(Entries taken from a collection)
=======

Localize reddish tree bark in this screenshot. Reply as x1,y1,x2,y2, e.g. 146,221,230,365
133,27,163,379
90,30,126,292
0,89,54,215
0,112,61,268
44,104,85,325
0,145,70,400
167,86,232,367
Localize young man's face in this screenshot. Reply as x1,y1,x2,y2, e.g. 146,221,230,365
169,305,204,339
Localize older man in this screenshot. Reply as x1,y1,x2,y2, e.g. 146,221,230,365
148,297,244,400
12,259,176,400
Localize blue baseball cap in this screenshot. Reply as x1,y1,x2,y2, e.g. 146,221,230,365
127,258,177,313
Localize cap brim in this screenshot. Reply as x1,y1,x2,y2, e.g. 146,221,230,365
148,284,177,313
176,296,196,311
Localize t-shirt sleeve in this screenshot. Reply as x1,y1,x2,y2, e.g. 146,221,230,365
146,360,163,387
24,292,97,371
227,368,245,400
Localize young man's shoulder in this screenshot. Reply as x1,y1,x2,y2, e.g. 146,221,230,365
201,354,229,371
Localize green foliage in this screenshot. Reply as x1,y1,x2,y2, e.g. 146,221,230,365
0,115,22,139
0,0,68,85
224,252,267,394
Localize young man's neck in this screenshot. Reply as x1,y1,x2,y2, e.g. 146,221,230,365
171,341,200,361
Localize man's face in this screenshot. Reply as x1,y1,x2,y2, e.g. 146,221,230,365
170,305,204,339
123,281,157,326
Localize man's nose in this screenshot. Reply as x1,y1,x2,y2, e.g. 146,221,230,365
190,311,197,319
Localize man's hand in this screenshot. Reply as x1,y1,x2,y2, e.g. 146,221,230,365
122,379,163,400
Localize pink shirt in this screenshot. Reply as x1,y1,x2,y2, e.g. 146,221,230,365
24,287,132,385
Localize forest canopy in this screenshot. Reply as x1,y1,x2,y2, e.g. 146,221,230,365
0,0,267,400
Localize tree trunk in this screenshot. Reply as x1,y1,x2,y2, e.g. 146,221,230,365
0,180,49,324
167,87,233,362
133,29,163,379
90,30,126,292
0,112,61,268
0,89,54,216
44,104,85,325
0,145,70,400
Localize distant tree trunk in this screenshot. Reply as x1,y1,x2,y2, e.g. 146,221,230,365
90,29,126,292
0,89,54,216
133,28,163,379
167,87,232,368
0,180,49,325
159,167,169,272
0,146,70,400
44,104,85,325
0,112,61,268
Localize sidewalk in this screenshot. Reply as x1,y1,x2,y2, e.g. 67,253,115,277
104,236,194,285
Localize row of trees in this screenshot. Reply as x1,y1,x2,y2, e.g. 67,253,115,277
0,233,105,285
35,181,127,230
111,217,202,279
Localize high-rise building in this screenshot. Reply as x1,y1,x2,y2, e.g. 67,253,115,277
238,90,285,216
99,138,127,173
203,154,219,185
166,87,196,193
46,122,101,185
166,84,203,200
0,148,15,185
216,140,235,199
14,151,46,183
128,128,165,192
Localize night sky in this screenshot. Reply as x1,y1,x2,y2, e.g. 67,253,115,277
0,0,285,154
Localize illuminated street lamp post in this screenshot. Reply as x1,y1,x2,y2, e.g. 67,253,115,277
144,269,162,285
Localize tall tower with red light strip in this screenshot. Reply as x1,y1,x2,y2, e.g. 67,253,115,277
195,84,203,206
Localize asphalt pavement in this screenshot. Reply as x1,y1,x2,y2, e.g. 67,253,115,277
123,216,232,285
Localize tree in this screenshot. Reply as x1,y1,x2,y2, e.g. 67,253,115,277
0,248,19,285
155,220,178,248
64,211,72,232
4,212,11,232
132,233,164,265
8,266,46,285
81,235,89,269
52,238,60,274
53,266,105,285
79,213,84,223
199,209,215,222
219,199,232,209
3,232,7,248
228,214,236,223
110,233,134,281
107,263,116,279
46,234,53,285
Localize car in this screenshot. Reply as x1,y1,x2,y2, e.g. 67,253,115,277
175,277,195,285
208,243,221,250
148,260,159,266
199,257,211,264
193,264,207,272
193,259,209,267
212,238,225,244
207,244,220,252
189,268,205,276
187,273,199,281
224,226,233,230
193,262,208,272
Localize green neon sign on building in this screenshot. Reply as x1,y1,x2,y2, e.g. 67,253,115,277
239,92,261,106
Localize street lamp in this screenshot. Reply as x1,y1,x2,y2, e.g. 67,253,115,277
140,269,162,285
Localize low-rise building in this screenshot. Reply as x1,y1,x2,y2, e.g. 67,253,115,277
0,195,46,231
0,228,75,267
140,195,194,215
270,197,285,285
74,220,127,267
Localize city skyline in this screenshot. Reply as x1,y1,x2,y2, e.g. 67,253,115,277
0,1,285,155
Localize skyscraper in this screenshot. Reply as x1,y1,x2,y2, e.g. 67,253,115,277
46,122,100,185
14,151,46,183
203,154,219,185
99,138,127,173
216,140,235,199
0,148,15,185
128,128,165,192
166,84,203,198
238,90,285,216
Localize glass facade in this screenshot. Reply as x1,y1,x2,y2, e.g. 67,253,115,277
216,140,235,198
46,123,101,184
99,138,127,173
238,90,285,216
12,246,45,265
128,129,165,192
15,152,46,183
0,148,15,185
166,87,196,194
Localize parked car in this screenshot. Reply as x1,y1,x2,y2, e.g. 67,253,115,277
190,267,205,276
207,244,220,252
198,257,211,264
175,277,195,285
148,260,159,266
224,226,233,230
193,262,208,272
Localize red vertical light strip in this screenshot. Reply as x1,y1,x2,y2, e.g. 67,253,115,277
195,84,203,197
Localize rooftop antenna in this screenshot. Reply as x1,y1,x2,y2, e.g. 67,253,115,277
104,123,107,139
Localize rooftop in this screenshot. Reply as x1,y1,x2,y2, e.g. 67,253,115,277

=======

§ Instructions to follow
Write out the data above word for word, starting at the first line and ending at the line that contains "224,252,267,394", with both of those lines included.

§ Final answer
Localize reddish tree bark in this screenshot. Reply as x1,y1,x2,y2, e.g. 146,221,230,365
133,27,163,379
90,30,126,292
0,89,54,215
0,112,61,268
44,104,85,325
0,145,70,400
167,86,232,367
Localize young man's face in this screenshot. Reply as x1,y1,x2,y2, e.g. 146,221,230,365
169,305,204,339
Localize older man in this screenshot. Reply as x1,y1,x2,y2, e.g. 146,221,230,365
148,297,244,400
12,259,176,400
Localize blue baseball cap in this screenshot. Reply as x1,y1,x2,y2, e.g. 146,221,230,365
127,258,177,313
Localize cap brim in this screenshot. Reply as x1,y1,x2,y2, e.g. 146,221,230,365
148,284,177,313
176,296,196,311
Localize t-shirt sleeve in this screenshot. Reply as x1,y1,x2,y2, e.g. 146,221,230,365
146,360,163,387
24,292,97,371
227,368,245,400
Localize young man's shoulder in this screenshot. Reply as x1,y1,x2,y2, e.g. 146,221,230,365
201,354,229,371
Localize green foliage in this screenshot. Reply as x1,y1,x2,y2, e.g. 146,221,230,365
0,115,22,139
0,0,68,85
224,252,267,394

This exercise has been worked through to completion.